Saved entries
┏━━

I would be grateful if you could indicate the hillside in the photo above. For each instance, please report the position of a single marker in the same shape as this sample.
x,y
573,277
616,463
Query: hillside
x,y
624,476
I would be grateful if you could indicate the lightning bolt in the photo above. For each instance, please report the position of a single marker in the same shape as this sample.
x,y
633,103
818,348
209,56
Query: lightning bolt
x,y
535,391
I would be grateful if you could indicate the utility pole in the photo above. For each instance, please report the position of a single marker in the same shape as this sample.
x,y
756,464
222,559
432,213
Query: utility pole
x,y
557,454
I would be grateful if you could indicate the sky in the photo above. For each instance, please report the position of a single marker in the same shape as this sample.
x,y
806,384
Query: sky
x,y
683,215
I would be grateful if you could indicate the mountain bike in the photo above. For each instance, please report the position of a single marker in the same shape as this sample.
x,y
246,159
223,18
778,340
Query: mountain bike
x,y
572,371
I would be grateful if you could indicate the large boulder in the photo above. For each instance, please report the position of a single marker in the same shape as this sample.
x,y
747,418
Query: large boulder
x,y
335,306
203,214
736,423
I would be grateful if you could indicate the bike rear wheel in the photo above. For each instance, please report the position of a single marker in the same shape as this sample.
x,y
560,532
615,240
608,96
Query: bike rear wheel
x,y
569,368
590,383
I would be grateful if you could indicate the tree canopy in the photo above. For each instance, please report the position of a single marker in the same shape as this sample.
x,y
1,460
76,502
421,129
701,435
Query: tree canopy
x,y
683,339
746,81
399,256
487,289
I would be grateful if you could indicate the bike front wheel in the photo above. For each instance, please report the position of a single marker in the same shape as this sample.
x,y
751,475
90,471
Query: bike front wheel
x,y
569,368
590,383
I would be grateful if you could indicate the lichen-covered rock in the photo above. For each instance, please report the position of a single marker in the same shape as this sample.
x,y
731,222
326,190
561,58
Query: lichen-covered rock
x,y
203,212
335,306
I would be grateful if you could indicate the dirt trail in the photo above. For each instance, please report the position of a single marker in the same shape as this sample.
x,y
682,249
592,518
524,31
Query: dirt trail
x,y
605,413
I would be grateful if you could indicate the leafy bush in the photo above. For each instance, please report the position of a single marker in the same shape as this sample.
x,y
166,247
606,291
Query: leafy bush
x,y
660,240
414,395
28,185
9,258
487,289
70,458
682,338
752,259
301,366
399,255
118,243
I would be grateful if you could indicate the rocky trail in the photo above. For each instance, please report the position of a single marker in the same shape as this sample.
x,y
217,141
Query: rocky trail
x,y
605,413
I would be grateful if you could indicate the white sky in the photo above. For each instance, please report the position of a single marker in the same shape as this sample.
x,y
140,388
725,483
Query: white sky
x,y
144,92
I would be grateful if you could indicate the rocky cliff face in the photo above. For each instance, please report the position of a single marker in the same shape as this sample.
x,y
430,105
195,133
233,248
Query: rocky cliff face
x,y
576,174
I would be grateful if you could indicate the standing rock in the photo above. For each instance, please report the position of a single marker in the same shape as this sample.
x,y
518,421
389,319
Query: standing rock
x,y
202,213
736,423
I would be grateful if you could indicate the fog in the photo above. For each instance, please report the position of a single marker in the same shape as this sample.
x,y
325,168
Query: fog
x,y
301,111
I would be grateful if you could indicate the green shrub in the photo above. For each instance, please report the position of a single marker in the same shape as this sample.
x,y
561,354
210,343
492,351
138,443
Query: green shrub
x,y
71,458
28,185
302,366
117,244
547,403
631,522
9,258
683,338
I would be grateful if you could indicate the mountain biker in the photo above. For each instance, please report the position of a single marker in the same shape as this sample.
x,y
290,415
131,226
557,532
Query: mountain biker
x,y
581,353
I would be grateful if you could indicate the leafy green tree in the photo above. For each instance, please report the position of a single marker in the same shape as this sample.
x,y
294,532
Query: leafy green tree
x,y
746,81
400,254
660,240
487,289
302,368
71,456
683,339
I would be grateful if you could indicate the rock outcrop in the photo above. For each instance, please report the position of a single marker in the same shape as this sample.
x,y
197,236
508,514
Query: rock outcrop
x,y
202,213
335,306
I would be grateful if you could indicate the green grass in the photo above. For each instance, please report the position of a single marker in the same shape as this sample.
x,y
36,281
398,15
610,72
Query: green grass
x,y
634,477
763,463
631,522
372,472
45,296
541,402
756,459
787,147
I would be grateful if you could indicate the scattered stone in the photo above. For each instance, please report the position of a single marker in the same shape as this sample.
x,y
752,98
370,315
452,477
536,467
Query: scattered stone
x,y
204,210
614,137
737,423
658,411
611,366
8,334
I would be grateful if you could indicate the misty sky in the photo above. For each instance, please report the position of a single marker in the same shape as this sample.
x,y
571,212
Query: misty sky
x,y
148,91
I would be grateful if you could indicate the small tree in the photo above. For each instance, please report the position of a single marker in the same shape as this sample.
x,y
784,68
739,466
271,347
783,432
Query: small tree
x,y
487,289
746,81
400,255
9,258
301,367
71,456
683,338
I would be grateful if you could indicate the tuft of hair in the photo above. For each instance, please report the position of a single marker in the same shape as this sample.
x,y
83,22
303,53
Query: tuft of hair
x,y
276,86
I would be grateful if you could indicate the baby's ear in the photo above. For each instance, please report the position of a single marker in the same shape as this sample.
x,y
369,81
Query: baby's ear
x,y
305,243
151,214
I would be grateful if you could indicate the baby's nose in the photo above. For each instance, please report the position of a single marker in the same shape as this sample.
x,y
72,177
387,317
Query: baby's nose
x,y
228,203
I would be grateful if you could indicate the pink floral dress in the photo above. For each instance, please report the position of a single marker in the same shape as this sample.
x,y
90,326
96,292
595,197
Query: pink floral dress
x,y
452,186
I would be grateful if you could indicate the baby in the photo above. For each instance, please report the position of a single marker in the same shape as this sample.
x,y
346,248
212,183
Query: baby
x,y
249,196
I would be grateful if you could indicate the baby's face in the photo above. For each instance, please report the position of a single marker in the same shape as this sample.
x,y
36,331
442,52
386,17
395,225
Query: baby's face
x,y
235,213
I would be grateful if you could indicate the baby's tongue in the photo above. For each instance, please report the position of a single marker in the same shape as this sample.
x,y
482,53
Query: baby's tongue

┗━━

GOAL
Copy the entries above exactly, leaving none out.

TASK RESULT
I would be grateful if you could indicate the hillside in the photo above. For each instance, please report the position of a single marker in the same shape as this sample.
x,y
573,277
616,463
Query: hillside
x,y
624,476
I would be grateful if you could indicate the lightning bolt in the photo above. For each instance, please report the position of a single marker in the same shape as this sample.
x,y
633,103
818,348
209,56
Query: lightning bolt
x,y
535,391
I would be grateful if you could indicate the utility pole in the photo above. For each instance, please report the position of a single marker in the same shape as this sample.
x,y
756,464
222,559
432,213
Query: utility pole
x,y
557,454
I would be grateful if you could indicate the sky in the photo above. For each instance, please report the position of a single marker in the same shape as this sample.
x,y
806,384
Query: sky
x,y
683,215
I would be grateful if you could indicate the mountain bike in the photo above. For each instance, please report the position of a single marker in the same shape as this sample.
x,y
246,159
223,18
778,340
Query: mountain bike
x,y
572,371
I would be grateful if you could indicate the large boulder in the photo above. For each instance, please report the position of a single marker in the same shape as this sample.
x,y
747,418
Query: large boulder
x,y
335,306
203,214
736,423
I would be grateful if you could indicate the bike rear wheel in the photo above. For each instance, please report the position of a single marker in the same shape as this sample.
x,y
560,532
615,240
608,96
Query: bike rear wheel
x,y
569,368
590,383
I would be grateful if you could indicate the tree canopy in the photo above. For each instance, please report the position of a single marker in the same shape as this sample.
x,y
1,460
76,502
421,129
701,435
Query: tree canopy
x,y
683,339
746,81
399,256
487,289
I would be grateful if you could indicate the bike front wheel in the photo above. For each instance, please report the position of a single marker in the same shape as this sample.
x,y
751,475
90,471
Query: bike front wheel
x,y
569,368
590,383
I would be grateful if you could indicate the lichen-covered rock in the photo above. For each instance, please report the position of a single marker in the same shape as this sample.
x,y
731,222
326,190
561,58
Query: lichen-covered rock
x,y
203,212
335,306
I would be grateful if you could indicate the dirt trail in the photo above. For each instance, please report the position of a single marker in the same shape as this sample.
x,y
682,249
592,518
524,31
Query: dirt trail
x,y
605,413
I would be grateful if you could indicate the leafy bush in the photo above. For each instance, please report the position of a single marker in the same shape as this sample.
x,y
166,247
606,291
Query: leafy bush
x,y
660,240
414,395
28,185
9,258
487,289
70,458
682,338
752,259
301,366
399,255
118,243
I would be grateful if you could indicate the rocky trail in the photo above. For each instance, please report the position of a single marker in the same shape as this sample.
x,y
217,141
Query: rocky trail
x,y
605,413
I would be grateful if you could indicate the white sky in the photo above. For each instance, please report the position of a single marker in the same shape as this sample.
x,y
140,388
725,483
Query: white sky
x,y
144,92
I would be grateful if you could indicate the rocky cliff face in the photo above. For each instance, please report the position of a single marker in the same shape as this sample.
x,y
430,105
195,133
233,248
Query: rocky cliff face
x,y
576,174
I would be grateful if you could indicate the standing rock in the photo above. For each instance, please report the position of a single marker in the same shape as this sample.
x,y
518,421
389,319
Query: standing rock
x,y
202,213
736,423
I would be grateful if you could indicate the fog in the photo above. For each instance, please report the position of a single marker in the same shape as this sample.
x,y
325,168
Query: fog
x,y
301,111
I would be grateful if you could indicate the green shrub in the photo above. For each instance, please report the position of a single marker in the same shape as this sample.
x,y
561,354
210,343
492,351
138,443
Query: green shrub
x,y
71,458
28,185
302,366
117,244
547,403
631,522
9,258
683,338
I would be grateful if you could indicate the mountain biker in the photo above. For each instance, please report the position of a single marker in the same shape as this sample.
x,y
290,415
131,226
557,532
Query: mountain biker
x,y
581,353
I would be grateful if you could indicate the leafy green tree in the photo above. For each instance, please report the position of a single marker in the same shape as this sample.
x,y
294,532
Query: leafy green tree
x,y
746,81
400,254
660,240
487,289
302,368
71,456
683,339
I would be grateful if you could indicate the rock outcrop in the photo above. For each instance, please report the position of a single marker in the same shape as this sample.
x,y
197,236
508,514
Query: rock outcrop
x,y
202,213
335,306
I would be grateful if you could indicate the green grass in the photo above. For each instance, please report the position of a single marker in the same shape as this sample.
x,y
36,281
398,15
610,72
Query: green grass
x,y
634,477
763,463
631,522
372,472
45,296
541,402
756,459
787,147
I would be grateful if you could indicate the scattered stone in the photo above. For each instance, please report the position of a single marker in the same shape as this sample.
x,y
752,98
370,315
452,477
536,467
Query: scattered stone
x,y
204,210
614,137
737,423
658,411
611,366
8,334
I would be grateful if you could indicate the misty sky in the photo above. For each instance, please report the position of a single marker in the same shape as this sample.
x,y
571,212
Query: misty sky
x,y
148,91
I would be grateful if you could indicate the small tree in the photo above. For each instance, please report the position of a single marker in the same shape as this sample.
x,y
784,68
739,466
271,347
783,432
Query: small tree
x,y
487,289
746,81
400,255
9,258
301,367
71,456
683,338
I would be grateful if you could indicate the tuft of hair in the photo above. For each instance, please report the position of a single marker in the same shape as this sample.
x,y
83,22
303,53
Query: tuft of hair
x,y
276,86
I would be grateful if you could indicate the baby's ear in the photo above. For each instance, please report the position of a single marker in the same shape as this sample.
x,y
369,81
Query: baby's ear
x,y
305,243
151,214
I would be grateful if you could indicate the baby's nose in the photo above. For each instance, please report the position of a single marker in the same shape as this sample.
x,y
72,177
387,317
Query: baby's nose
x,y
228,203
I would be grateful if you could indicate the pink floral dress in the photo above. For each instance, please report the position of a single marker in the same shape as this sample.
x,y
90,326
96,292
595,197
Query: pink floral dress
x,y
452,186
I would be grateful if you could indicate the baby in the photo above. For each instance, please report the position of a single marker in the same shape as this sample.
x,y
346,248
212,183
Query: baby
x,y
249,196
I would be grateful if you could indicate the baby's face in the photo above. For each instance, please report the position of a single marker in the same shape as this sample.
x,y
36,331
442,52
386,17
395,225
Query: baby's face
x,y
235,213
I would be grateful if you could indicate the baby's tongue in the photo above. For each instance, please report the position of a single marker in the same shape as this sample.
x,y
482,53
Query: baby's tongue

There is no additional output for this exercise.